DOCUMENT EXCERPT:
* * * * *
I guess I'm really referring to both the shafted and shaftless models. Both have the tabs and the ribs.


----------



## Quickstep (Apr 10, 2012)

Dave, thanks for the pictures and excellent insight. Very clever use of the Dremel tool. I'm thinkin' that maybe I can cut semi-circular recesses where the tabs go instead of all the way around, making the tabs lock even better. Creating slots for the ribs is taking things to the next level! It definitely seems like those slots would be a key to success. I'm even thinking of making a little scraper to reach in there and cut those slots. This seems like a lot of work just to get a mill with no nut on the top, but yours sure look extra cool.


----------



## Dave Paine (May 30, 2012)

You could cut 3 recesses. I thought it was easier to cut a continuous slot and take advantage of the ribs to keep it from rotating.

Happy to help if you have any questions. I am not an expert, but at least I have done this before.

This is one of the few times a Dremel tool has worked well.


----------



## Syd Sellers (Feb 2, 2013)

Quickstep said:


> OK, maybe not a hundred, but quite a few. If anyone with experience can weigh in, I'd sure appreciate it.
> 
> There are lots of different instructions for how to install Crush-Grind mills, so I thought if I bought one, the best way to install would become evident. I couldn't have been more wrong.
> 
> ...


First off, I have made quite a few of these and I hope you are not a novice wood turner because they will drive you to distraction.
2) You will need a set of Metric Forstner Drill bits. http://www.woodcraft.com/search2/search.aspx?query=metric drill bit set.These will get you started. Some crushers require a 38MM as well.
3) The crushers made in Europe are meant to be pressed into the wooden part of your mill, that's why there are ridges on the sides of the crusher parts. You can cement them in but this method is rather permanent. If you press them in, you can always get them out.
4) On the shaft type crusher, the top drive head is to be pressed into the mill top and the tabs are meant to snap into a grove to retain it. This grove can be made with a tool sold by Craft Supply. Crown CrushGrind® Mill Cutting Tool
$45.45
The Crown® Click-In CrushGrind® Recess Tool makes fitting Click-In CrushGrind® mechanisms in pepper & salt mills fast and easy. Just mark the groove location, cut the groove and snap the mechanism in place. No more guesswork or gluing mechanisms in place. *Fast and easy to use *Unique profile cutter produces exact recess required *Eliminates guesswork and gluing mechanisms *M2 High speed steel *Features premium 10" ash handle
Dave's method will also work but is a bit more difficult.

The methods or instructions that come with the Crush/grinder kit supplied by Craft Supply has been modified to allow you to use Fractional drill bits but they are not correct. The problem is, these mills are made in Europe (Denmark I think) and we don't speak the language the instructions are printed in. Someplace in my shop is a set I have translated so if you need the real thing, let me know.
I hope this helps...


----------



## Quickstep (Apr 10, 2012)

Syd, What size Metric bits are you using for the shafted model?


----------



## Syd Sellers (Feb 2, 2013)

Quickstep said:


> Syd, What size Metric bits are you using for the shafted model?


I'm sorry, but I am 800 mi from my shop at the moment so I can't get you the exact info you need.
* * * * *
[Collection entries]

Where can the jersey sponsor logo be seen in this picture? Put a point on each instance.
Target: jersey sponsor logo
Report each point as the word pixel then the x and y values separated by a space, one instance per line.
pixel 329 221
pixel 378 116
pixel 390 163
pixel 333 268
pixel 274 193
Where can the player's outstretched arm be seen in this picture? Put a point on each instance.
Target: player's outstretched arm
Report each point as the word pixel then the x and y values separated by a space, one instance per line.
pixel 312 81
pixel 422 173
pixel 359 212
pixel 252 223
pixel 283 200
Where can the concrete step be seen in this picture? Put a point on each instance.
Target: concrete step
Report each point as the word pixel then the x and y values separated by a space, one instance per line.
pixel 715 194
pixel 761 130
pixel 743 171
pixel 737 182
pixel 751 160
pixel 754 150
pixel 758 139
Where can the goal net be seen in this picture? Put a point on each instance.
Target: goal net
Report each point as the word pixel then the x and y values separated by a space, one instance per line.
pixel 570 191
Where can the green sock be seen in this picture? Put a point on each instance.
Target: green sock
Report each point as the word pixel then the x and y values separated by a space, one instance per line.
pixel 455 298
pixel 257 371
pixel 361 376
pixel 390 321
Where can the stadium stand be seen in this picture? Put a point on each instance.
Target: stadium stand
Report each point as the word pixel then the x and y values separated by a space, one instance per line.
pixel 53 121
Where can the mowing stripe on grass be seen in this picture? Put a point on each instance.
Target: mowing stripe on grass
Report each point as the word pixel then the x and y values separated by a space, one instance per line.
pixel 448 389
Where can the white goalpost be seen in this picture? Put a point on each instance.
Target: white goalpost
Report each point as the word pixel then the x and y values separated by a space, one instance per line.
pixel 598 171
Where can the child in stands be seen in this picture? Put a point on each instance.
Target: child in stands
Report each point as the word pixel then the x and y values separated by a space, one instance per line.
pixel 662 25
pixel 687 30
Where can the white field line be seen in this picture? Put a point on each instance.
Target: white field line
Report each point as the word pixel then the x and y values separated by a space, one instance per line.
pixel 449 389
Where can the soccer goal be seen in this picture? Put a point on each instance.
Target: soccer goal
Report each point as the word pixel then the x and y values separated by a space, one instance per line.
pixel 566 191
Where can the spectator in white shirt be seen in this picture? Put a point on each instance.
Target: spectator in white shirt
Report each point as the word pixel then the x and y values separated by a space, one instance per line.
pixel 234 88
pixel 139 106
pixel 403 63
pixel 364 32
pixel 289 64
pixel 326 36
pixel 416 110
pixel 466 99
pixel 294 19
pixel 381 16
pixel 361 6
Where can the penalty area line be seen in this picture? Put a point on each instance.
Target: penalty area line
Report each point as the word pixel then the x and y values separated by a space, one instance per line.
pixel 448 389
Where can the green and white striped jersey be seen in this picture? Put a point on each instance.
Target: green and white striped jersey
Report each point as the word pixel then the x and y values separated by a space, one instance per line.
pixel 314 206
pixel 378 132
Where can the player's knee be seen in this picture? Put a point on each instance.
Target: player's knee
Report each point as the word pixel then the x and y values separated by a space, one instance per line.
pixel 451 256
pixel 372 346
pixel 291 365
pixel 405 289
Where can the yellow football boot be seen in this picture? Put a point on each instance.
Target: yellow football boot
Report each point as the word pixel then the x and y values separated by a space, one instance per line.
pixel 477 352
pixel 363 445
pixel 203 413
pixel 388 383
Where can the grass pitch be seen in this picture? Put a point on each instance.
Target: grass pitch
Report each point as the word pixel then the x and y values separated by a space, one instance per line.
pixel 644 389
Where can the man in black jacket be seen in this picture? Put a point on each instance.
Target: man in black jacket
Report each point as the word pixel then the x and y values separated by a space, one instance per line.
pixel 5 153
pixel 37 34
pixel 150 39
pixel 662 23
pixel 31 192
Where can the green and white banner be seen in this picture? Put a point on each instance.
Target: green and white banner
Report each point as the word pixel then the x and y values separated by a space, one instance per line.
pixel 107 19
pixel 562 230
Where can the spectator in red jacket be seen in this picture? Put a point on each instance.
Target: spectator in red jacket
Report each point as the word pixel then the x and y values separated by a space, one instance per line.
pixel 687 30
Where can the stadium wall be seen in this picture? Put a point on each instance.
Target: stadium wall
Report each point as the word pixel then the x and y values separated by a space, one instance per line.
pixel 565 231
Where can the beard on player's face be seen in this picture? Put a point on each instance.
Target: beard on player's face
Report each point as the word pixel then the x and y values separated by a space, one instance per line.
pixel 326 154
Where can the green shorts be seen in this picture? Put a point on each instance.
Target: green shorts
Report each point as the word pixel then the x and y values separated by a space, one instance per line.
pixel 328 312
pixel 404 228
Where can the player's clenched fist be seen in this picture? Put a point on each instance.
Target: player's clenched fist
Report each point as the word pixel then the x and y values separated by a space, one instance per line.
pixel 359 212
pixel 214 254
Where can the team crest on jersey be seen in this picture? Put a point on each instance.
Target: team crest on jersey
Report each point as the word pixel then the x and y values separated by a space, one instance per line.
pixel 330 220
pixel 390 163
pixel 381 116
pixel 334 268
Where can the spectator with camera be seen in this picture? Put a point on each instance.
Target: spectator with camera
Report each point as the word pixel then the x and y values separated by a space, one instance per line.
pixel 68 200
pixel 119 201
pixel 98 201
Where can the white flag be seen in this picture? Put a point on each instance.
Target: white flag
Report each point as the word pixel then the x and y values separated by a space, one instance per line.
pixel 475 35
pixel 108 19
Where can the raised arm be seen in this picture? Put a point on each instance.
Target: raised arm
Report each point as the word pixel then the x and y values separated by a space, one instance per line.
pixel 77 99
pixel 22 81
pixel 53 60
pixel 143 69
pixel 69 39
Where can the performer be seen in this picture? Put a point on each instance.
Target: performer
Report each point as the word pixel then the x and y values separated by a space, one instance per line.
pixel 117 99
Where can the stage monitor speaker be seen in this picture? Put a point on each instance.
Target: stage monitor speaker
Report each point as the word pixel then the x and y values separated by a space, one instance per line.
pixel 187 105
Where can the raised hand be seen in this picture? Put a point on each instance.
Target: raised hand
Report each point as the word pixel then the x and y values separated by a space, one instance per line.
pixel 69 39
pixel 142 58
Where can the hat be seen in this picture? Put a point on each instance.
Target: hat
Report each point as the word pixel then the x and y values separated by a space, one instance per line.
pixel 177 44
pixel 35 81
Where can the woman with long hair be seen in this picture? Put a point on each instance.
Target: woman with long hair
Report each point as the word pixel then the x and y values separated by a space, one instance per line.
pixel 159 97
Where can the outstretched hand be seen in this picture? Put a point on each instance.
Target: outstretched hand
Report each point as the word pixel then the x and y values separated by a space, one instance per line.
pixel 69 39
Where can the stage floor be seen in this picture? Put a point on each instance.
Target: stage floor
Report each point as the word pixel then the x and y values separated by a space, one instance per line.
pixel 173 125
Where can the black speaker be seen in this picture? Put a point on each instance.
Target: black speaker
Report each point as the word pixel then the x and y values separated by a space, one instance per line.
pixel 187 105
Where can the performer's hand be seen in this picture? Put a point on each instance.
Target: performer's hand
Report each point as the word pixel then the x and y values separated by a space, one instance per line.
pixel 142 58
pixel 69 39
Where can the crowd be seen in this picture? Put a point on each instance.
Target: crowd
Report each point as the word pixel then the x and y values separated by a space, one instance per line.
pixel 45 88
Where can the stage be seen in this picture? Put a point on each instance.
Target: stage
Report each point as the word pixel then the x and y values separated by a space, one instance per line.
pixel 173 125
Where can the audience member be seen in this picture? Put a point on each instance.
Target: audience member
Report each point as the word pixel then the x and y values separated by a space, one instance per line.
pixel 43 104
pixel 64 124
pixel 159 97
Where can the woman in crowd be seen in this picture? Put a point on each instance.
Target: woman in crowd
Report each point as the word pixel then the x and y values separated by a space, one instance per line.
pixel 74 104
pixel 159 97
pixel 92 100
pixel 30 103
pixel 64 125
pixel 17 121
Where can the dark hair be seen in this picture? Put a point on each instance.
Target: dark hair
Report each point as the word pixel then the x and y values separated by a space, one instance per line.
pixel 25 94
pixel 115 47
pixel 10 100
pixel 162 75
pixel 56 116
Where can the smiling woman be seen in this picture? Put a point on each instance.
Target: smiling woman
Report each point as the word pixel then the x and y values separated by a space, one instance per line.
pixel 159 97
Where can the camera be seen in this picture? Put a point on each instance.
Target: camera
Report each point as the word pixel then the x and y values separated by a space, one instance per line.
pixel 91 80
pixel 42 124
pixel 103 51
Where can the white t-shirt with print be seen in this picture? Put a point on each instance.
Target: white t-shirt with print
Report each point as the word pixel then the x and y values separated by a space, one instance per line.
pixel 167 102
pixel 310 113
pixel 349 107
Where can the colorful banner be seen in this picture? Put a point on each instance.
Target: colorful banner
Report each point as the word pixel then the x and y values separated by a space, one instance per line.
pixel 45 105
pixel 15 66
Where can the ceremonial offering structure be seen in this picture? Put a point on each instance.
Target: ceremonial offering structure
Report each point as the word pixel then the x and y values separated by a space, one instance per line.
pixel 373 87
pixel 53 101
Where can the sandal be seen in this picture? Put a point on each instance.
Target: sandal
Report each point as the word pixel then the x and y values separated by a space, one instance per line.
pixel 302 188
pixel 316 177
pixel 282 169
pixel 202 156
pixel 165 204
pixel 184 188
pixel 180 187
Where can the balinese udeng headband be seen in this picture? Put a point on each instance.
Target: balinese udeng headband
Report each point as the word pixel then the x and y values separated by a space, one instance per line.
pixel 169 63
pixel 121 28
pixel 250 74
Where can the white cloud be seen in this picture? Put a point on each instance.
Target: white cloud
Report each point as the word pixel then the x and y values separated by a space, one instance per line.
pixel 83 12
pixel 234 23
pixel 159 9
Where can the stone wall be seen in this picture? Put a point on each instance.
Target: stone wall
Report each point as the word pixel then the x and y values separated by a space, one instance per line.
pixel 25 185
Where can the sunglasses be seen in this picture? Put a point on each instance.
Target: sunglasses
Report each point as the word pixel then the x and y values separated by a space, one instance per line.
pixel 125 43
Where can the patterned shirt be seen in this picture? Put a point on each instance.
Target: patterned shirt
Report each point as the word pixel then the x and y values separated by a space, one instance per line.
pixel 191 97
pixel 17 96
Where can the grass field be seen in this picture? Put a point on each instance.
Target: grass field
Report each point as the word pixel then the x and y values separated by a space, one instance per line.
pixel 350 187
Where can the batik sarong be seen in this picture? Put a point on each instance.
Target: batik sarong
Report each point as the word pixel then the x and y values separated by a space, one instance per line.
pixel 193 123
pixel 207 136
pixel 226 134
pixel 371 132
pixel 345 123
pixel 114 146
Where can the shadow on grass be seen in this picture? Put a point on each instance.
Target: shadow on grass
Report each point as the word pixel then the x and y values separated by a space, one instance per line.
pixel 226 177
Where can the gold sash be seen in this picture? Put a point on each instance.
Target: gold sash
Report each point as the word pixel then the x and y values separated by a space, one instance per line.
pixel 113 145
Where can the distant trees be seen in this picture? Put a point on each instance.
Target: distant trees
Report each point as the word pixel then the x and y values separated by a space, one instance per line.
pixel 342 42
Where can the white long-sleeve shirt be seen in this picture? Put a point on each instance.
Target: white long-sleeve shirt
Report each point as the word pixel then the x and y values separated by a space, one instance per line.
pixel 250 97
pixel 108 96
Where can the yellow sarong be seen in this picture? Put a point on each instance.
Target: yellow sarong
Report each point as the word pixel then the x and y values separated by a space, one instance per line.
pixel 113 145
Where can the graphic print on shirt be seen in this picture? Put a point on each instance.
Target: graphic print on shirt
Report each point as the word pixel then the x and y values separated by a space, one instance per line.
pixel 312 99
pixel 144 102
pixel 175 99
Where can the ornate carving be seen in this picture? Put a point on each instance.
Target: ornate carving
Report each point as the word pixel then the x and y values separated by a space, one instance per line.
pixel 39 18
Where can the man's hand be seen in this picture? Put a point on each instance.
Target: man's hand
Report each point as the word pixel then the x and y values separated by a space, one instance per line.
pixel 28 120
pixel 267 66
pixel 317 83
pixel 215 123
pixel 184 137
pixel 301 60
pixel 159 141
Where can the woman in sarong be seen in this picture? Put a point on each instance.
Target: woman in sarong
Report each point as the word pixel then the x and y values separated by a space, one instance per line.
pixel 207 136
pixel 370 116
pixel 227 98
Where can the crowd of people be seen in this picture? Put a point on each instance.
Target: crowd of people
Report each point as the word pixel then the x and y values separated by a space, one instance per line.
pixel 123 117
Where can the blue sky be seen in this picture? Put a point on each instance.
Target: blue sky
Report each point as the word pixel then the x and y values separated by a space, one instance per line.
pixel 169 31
* * * * *
EXERCISES TO COMPLETE:
1. Based on the Crush-Grind mill thread, answer yes or no to each statement and quote the words that decide it: (a) Dave Paine calls himself an expert. (b) Syd Sellers says the crushers made in Europe are meant to be pressed into the wooden part of the mill. (c) The Craft Supply recess tool has a 12" handle.
2. The Crush-Grind mill thread marks the features of the Crown Click-In CrushGrind Recess Tool with asterisks. List every one of them.
3. Extend the Crush-Grind mill thread, beginning right after the last sentence of the final post.
The records are separate material and are not part of the Crush-Grind mill thread.

OUTPUTS:
1.
(a) No: "I am not an expert, but at least I have done this before."
(b) Yes: "The crushers made in Europe are meant to be pressed into the wooden part of your mill"
(c) No: "Features premium 10" ash handle"

2.
Fast and easy to use
Unique profile cutter produces exact recess required
Eliminates guesswork and gluing mechanisms
M2 High speed steel
Features premium 10" ash handle

3.
If you have a metric calliper , measure the diameter of the parts that have the ribs or ridges on them, you want to drill the hole so this solid part will go in the hole. The rib will press into your wooden part and make it fit tight. This is what you want. In other words a press fit.

As soon as I get back to my shop I will dig out my instructions I wrote up and send you a copy.

Happy turning... Send me your e-mail address, thanks


----------



## Quickstep (Apr 10, 2012)

Syd Sellers said:


> I'm sorry, but I am 800 mi from my shop at the moment so I can't get you the exact info you need.
> If you have a metric calliper , measure the diameter of the parts that have the ribs or ridges on them, you want to drill the hole so this solid part will go in the hole. The rib will press into your wooden part and make it fit tight. This is what you want. In other words a press fit.
> 
> As soon as I get back to my shop I will dig out my instructions I wrote up and send you a copy.
> ...



Thanks, I look forward to getting the info when you return, but I'm surprised you don't have those sizes memorized!  Juuuust kidding.


I found directions that reference metric measurements of 38mm (pretty close to 1-1/2") and the other is 25mm (pretty close to 1") 

I put a caliper on each part. The lower part measured just under 1-1/2" and the top measured just under 7/8". So, I drilled a 1-1/2" hole and a 7/8" hole in a piece of poplar. The pieces pressed in with relative ease. Only thing is, poplar is a good bit softer than most of the woods I'd use for mills, but for many of those, I might need to cut grooves for those ribs anyway. 

I can't wait to get the instructions and sizes you have.


----------



## Syd Sellers (Feb 2, 2013)

Quickstep said:


> Thanks, I look forward to getting the info when you return, but I'm surprised you don't have those sizes memorized!  Juuuust kidding.
> 
> 
> I found directions that reference metric measurements of 38mm (pretty close to 1-1/2") and the other is 25mm (pretty close to 1")
> ...


You have the right idea, the metric drill sizes should be in my memory, but when you get old the retention isn't as good as it once was. I think all I did was use the metric size that was the closest smaller size, you do want them tight even Maple will give enough to allow the ridges to press in. I have never had a mill split from pressing in the grinder.
Good Luck..


----------



## Quickstep (Apr 10, 2012)

One more quick question.....

What are you using to cut the groove?


----------



## Syd Sellers (Feb 2, 2013)

Quickstep said:


> One more quick question.....
> 
> What are you using to cut the groove?


Read my first post!!!!


----------



## TomC (Oct 27, 2008)

Quickstep said:


> OK, maybe not a hundred, but quite a few. If anyone with experience can weigh in, I'd sure appreciate it.
> 
> There are lots of different instructions for how to install Crush-Grind mills, so I thought if I bought one, the best way to install would become evident. I couldn't have been more wrong.
> 
> ...


Buy the Deluxe PM. They have a shaft and you don't need metric drill bits. You do need one odd size,1 1/6" bit. You don't need to cut any groves just drill holes and nothing to glue in. Firehawkmph has a great set of instructions for making these mills.
Tom


----------



## Quickstep (Apr 10, 2012)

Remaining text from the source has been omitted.